**Selected text**
⟨

But then the article says Sanders does oppose open borders, he just supports slightly less-closed borders than most politicians. And its discussion of how his immigration proposals will help lower-income people focuses entirely on the ~12 million undocumented immigrants already present in the US, ignoring completely how his active opposition to looser immigration controls actively harms billions of lower-income people around the world.

To the extent that the article critiques the claim that looser immigration controls will empower low-income people outside the US, it predicates this on the outlandish assumption that the only reason people would ever want to migrate to the US is because free trade ruined their countries’ economies.

John Lee’s post on Ryan Cooper’s critique of open borders in The Week

John Lee posted a link to Why a massive wave of immigration is not a magic fix for the economy by Ryan Cooper in The Week, which cited nativist backlash as a reason to be skeptical of open borders. John excerpted and commented on it thus:

“What air-dropping a billion random foreigners into the country would do, of course, is create the mother of all nativist backlashes.”

⟩

**Goal**
Print the open-borders passage word for word, everything from "But then the" down to "around the world.". The records bear no relation to the open-borders passage.

Records of labeled points:
⟨

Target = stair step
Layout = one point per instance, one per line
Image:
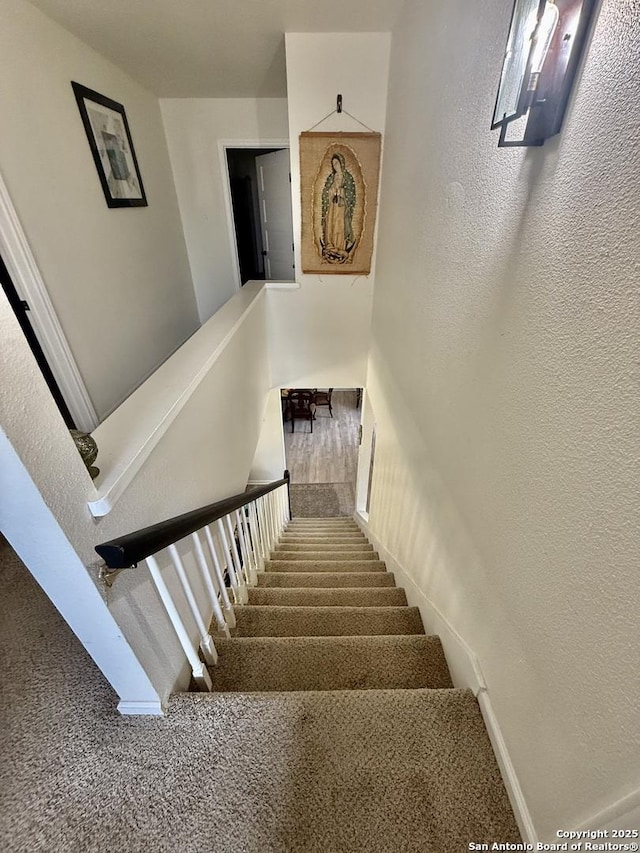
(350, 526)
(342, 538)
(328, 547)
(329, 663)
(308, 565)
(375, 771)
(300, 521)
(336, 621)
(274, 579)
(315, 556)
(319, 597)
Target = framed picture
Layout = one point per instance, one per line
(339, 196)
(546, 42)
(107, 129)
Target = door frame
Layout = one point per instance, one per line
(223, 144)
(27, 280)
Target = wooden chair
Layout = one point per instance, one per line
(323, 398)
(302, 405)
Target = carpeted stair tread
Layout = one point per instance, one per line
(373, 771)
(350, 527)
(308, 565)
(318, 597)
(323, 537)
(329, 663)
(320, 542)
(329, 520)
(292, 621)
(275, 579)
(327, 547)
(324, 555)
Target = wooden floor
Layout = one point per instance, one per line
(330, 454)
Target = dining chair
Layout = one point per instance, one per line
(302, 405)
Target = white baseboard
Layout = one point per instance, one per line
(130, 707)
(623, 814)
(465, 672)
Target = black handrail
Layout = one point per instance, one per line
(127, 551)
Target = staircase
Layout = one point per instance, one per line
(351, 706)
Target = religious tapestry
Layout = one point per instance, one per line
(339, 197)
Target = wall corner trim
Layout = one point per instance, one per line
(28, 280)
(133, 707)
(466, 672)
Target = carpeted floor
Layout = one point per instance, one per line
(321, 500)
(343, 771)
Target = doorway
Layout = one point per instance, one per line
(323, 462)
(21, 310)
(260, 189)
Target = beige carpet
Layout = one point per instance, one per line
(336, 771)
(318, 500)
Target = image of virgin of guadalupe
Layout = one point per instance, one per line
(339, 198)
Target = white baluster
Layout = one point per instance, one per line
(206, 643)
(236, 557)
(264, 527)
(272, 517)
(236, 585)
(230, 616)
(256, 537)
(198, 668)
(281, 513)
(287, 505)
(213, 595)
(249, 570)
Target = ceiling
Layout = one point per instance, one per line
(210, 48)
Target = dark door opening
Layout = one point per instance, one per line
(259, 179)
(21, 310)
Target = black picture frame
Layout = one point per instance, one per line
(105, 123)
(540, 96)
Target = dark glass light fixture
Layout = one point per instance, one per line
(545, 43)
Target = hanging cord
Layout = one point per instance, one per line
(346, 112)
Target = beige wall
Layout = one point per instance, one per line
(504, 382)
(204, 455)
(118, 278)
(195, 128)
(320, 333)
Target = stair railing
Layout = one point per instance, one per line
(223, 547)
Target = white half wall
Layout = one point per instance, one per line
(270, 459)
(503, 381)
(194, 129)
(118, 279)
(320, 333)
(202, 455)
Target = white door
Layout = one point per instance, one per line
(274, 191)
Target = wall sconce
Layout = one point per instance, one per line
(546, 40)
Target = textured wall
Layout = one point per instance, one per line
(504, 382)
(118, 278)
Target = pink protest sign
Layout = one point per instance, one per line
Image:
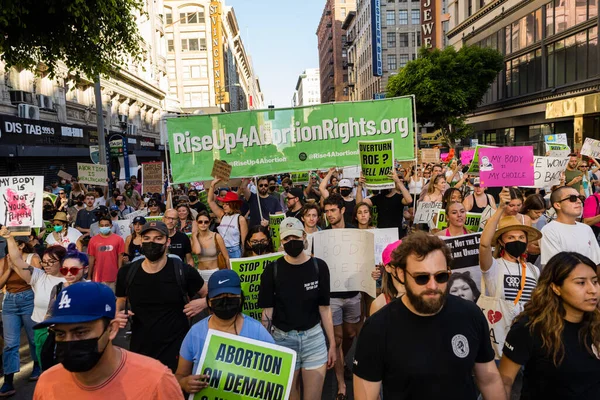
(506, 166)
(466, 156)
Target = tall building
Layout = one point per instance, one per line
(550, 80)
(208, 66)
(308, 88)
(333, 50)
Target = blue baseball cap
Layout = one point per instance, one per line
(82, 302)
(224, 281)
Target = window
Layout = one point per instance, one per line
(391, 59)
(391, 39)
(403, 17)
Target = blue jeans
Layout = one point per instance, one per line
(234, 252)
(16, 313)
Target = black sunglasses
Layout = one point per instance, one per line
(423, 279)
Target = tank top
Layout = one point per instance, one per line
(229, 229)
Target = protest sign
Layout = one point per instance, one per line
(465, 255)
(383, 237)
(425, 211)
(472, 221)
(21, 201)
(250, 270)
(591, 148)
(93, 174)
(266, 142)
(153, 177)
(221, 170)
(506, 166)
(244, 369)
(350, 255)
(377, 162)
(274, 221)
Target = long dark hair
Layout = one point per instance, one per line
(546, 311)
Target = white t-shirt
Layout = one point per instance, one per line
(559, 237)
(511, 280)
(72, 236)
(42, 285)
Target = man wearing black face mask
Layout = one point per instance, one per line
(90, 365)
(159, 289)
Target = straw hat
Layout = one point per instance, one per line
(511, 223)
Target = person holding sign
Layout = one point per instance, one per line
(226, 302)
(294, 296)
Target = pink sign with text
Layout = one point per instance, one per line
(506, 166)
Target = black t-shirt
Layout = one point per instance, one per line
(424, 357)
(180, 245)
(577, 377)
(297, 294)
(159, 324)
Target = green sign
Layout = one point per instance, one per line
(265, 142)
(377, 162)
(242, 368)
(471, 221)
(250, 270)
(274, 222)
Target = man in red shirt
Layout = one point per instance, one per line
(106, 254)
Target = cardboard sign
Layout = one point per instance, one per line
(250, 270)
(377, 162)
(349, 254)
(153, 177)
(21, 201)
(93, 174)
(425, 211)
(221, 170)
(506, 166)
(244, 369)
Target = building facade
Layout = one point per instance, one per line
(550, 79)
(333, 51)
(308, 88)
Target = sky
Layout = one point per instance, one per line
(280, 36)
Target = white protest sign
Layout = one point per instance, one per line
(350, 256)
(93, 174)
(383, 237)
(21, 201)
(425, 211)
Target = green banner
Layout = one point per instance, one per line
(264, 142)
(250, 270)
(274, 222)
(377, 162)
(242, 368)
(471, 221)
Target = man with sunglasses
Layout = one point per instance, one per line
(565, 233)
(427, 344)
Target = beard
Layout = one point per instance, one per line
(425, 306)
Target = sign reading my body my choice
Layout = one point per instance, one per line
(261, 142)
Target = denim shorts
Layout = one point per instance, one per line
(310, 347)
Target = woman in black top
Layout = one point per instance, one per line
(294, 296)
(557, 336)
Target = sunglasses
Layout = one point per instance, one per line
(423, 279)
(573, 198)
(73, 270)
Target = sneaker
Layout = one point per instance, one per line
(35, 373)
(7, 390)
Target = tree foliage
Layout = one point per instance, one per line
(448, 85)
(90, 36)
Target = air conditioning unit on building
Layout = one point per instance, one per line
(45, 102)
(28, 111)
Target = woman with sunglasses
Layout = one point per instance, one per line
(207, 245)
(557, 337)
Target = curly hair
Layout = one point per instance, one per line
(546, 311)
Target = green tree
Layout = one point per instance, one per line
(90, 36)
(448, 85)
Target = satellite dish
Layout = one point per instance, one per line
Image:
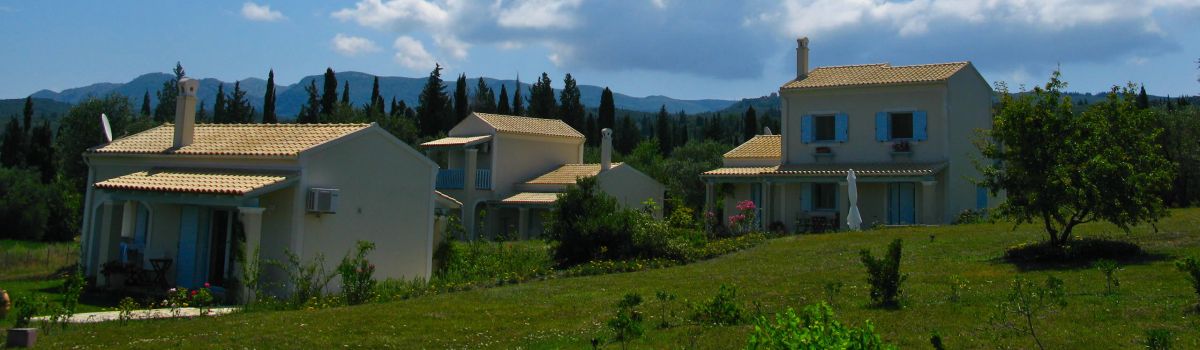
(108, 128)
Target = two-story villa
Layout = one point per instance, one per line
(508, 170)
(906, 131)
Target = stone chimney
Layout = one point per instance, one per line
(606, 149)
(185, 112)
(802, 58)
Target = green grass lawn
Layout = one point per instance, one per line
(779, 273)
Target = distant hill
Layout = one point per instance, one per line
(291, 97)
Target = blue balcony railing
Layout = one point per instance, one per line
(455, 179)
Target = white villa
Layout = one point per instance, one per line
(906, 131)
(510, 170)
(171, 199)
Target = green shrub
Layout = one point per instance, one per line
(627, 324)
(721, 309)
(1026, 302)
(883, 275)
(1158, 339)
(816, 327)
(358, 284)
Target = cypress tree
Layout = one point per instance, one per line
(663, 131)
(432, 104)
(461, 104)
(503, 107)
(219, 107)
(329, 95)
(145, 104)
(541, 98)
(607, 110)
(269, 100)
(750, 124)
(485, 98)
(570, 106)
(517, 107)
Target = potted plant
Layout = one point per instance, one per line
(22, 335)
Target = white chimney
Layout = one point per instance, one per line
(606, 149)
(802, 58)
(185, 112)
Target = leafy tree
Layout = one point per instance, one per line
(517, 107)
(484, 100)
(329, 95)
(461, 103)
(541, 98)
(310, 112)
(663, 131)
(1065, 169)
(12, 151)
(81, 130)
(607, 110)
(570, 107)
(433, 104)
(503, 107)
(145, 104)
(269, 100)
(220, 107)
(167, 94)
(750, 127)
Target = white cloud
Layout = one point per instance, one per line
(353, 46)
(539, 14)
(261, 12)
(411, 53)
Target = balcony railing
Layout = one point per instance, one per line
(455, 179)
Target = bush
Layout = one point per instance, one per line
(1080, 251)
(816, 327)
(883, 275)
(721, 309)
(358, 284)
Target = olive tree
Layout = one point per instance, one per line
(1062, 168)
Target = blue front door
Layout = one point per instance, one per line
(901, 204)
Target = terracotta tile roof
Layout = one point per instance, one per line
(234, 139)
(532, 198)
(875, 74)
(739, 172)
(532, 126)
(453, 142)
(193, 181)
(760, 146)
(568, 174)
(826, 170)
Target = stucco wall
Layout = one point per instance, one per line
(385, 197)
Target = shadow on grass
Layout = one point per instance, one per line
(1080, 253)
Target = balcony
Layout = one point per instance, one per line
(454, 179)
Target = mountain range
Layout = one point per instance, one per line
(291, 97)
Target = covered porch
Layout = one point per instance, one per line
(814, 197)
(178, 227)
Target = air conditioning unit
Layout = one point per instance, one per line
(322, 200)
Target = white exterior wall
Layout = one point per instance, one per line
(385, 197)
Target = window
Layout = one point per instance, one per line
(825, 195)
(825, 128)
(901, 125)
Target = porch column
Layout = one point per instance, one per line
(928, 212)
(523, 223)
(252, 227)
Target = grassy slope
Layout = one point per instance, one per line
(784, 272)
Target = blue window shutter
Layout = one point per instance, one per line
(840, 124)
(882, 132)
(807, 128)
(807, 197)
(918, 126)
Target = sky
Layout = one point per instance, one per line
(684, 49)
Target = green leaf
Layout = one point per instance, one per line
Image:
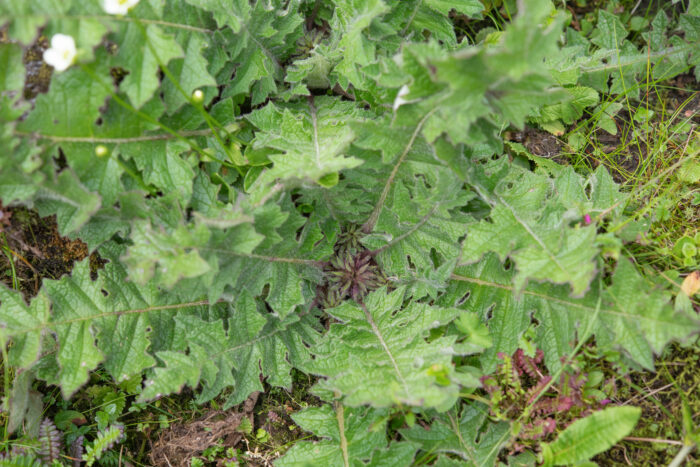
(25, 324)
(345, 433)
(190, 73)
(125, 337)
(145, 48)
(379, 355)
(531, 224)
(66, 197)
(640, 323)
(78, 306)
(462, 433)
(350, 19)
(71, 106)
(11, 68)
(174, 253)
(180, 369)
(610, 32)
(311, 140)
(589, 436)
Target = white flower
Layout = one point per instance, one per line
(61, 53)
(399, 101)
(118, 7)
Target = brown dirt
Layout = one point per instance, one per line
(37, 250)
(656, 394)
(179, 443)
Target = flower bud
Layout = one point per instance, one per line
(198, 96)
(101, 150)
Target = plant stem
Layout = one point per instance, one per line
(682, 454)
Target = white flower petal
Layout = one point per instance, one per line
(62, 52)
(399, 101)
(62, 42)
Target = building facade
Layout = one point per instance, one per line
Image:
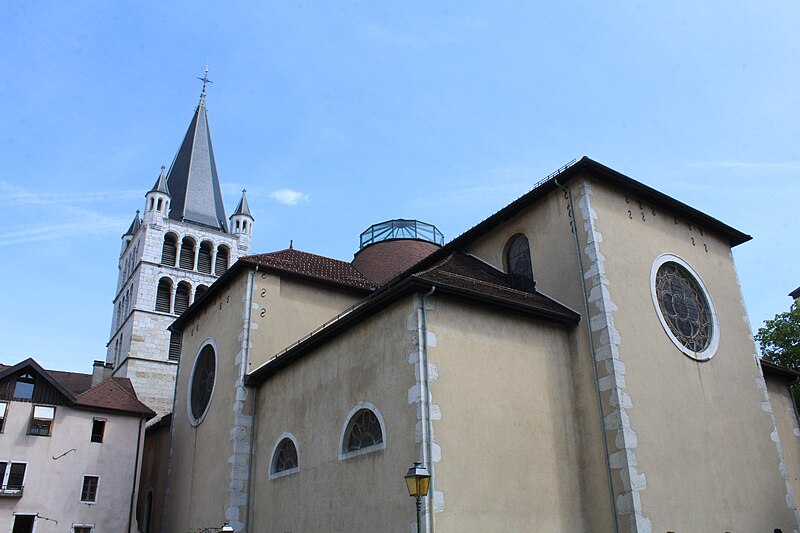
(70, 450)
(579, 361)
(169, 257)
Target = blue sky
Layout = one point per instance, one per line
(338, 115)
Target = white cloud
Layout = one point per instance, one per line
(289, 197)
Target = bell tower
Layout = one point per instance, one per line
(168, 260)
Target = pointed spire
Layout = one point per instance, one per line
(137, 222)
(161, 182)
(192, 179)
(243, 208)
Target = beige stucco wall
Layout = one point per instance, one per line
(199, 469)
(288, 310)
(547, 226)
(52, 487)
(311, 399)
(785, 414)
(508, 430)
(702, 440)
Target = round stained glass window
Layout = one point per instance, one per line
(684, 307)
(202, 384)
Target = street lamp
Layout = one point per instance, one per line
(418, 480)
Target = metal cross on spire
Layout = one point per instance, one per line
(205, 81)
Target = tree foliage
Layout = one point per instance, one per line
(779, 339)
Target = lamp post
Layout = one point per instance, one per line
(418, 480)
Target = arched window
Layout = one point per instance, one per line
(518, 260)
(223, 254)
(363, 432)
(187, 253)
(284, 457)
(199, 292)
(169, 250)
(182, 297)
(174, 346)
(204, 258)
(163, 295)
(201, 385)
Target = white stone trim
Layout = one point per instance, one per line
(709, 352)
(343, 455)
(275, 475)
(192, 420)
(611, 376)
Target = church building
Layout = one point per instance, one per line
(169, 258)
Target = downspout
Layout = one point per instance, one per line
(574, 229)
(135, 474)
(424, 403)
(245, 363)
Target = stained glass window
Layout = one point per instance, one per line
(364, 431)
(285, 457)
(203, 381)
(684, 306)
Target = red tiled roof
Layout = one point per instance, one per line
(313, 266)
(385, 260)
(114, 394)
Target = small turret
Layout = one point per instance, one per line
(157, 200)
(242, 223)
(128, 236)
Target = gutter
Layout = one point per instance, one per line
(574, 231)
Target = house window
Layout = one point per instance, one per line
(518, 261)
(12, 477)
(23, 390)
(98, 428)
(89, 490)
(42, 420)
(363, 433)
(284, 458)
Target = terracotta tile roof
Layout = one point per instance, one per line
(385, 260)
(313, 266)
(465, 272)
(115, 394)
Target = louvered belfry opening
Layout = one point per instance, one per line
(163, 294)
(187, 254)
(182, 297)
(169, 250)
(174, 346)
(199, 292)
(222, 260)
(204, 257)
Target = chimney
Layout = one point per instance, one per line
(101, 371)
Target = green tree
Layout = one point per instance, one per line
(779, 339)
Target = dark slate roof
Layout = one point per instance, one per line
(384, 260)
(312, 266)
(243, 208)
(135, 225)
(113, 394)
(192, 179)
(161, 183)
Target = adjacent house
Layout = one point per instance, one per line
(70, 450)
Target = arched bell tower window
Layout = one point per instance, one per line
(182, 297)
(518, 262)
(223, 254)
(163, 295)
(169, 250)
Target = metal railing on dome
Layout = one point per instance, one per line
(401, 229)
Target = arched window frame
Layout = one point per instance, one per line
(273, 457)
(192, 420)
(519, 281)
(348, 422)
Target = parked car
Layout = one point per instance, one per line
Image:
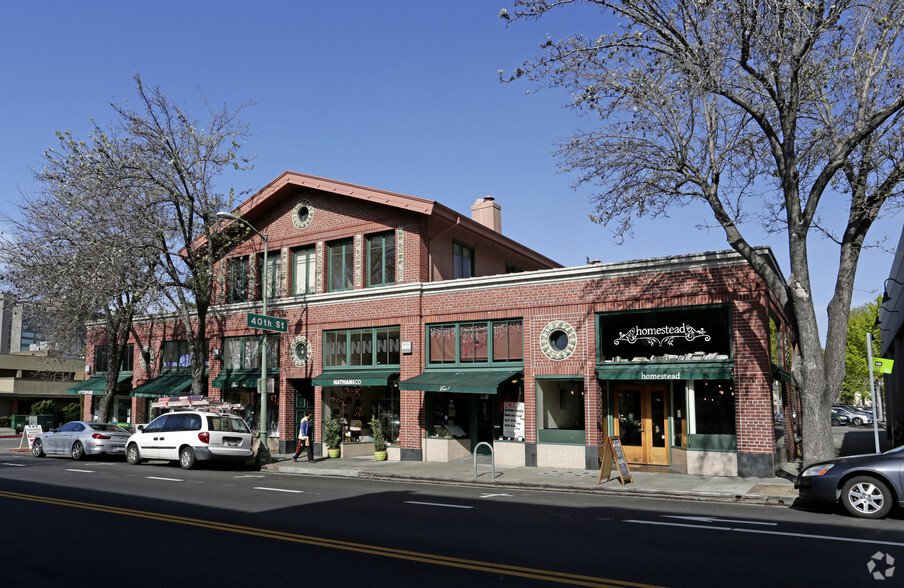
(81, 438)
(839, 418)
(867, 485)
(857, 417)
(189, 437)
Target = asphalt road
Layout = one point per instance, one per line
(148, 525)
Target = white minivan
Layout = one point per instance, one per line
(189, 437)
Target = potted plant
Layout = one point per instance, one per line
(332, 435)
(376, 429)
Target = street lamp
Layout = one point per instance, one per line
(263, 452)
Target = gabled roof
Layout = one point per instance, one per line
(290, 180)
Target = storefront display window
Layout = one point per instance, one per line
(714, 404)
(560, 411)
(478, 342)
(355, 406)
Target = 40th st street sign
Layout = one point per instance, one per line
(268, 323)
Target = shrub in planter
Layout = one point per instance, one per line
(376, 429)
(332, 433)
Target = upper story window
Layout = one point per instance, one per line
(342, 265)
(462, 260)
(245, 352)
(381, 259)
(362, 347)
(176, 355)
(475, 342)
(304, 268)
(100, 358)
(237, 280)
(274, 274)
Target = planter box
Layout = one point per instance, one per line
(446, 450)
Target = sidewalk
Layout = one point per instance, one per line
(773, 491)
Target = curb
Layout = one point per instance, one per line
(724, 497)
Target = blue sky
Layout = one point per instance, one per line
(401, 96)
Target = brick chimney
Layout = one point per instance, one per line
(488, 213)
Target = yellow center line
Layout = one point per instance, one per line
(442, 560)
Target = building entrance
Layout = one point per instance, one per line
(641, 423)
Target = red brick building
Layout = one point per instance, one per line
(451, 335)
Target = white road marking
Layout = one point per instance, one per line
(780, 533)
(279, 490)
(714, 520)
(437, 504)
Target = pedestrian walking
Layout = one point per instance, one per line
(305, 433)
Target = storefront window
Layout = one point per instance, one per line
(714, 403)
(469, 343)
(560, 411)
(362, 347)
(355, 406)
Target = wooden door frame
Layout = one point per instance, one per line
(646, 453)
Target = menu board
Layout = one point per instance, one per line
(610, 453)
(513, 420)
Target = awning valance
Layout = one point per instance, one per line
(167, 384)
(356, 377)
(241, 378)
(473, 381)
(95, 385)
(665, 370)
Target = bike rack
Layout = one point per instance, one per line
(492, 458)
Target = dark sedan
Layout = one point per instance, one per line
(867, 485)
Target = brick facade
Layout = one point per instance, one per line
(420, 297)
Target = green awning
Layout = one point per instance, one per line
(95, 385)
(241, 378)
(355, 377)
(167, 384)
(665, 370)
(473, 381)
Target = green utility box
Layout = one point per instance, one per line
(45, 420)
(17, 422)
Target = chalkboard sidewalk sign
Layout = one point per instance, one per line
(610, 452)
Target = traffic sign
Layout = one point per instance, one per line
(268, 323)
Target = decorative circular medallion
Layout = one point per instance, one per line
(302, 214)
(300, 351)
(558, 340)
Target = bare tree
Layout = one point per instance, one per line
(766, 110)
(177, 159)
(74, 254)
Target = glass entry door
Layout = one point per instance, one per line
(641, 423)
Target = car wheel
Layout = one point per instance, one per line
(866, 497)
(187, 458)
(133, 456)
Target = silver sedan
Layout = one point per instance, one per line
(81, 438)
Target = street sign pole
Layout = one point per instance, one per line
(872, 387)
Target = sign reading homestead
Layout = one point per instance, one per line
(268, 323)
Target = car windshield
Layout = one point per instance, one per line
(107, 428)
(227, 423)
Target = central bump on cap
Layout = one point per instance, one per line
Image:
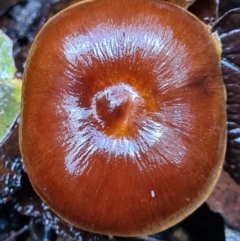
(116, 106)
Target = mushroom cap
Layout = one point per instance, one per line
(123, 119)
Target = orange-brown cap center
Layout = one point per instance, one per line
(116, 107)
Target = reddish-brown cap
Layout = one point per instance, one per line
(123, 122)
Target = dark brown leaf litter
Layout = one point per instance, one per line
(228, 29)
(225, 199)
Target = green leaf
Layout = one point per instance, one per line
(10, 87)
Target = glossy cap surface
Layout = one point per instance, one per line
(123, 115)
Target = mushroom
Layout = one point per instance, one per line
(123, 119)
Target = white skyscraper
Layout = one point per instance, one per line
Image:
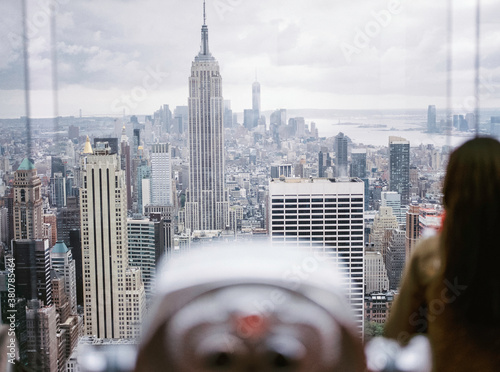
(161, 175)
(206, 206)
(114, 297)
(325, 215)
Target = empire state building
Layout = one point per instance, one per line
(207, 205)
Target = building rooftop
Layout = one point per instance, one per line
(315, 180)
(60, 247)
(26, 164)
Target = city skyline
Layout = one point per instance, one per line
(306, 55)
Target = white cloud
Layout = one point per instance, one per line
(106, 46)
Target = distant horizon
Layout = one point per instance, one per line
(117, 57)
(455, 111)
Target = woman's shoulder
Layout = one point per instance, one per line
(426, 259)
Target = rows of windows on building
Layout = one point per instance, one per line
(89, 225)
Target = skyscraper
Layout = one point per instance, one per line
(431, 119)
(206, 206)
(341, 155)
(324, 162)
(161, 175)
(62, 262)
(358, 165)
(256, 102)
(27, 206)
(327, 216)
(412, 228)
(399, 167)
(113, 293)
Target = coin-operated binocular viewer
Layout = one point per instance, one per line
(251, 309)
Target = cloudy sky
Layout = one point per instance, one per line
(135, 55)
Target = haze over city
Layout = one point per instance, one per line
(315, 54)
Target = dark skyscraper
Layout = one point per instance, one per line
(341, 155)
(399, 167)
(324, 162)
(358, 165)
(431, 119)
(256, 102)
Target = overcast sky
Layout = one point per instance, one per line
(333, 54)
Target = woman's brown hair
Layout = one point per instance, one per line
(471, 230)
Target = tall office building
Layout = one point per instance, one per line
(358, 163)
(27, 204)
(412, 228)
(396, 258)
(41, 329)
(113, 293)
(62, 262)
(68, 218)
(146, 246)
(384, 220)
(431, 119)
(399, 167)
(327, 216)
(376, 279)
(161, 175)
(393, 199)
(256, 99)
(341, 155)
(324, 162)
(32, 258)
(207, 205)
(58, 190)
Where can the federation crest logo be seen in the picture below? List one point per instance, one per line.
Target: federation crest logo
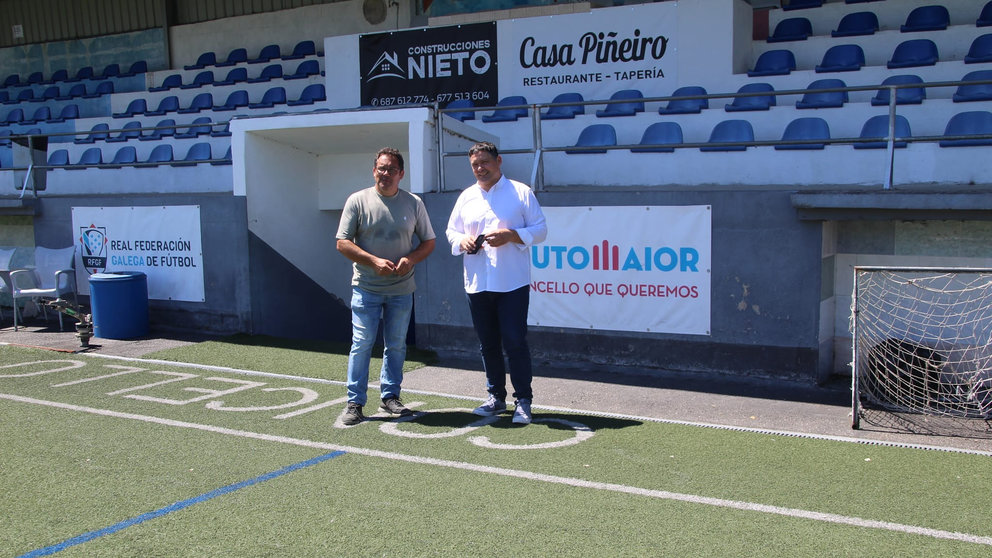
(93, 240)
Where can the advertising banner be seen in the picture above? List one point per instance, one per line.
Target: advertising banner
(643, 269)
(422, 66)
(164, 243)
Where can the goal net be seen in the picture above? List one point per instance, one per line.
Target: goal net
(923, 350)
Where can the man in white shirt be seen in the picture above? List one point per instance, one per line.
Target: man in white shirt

⟩

**Result**
But then the article says Sanders does oppose open borders, he just supports slightly less-closed borders than most politicians. And its discussion of how his immigration proposals will help lower-income people focuses entirely on the ~12 million undocumented immigrants already present in the US, ignoring completely how his active opposition to looser immigration controls actively harms billions of lower-income people around the world.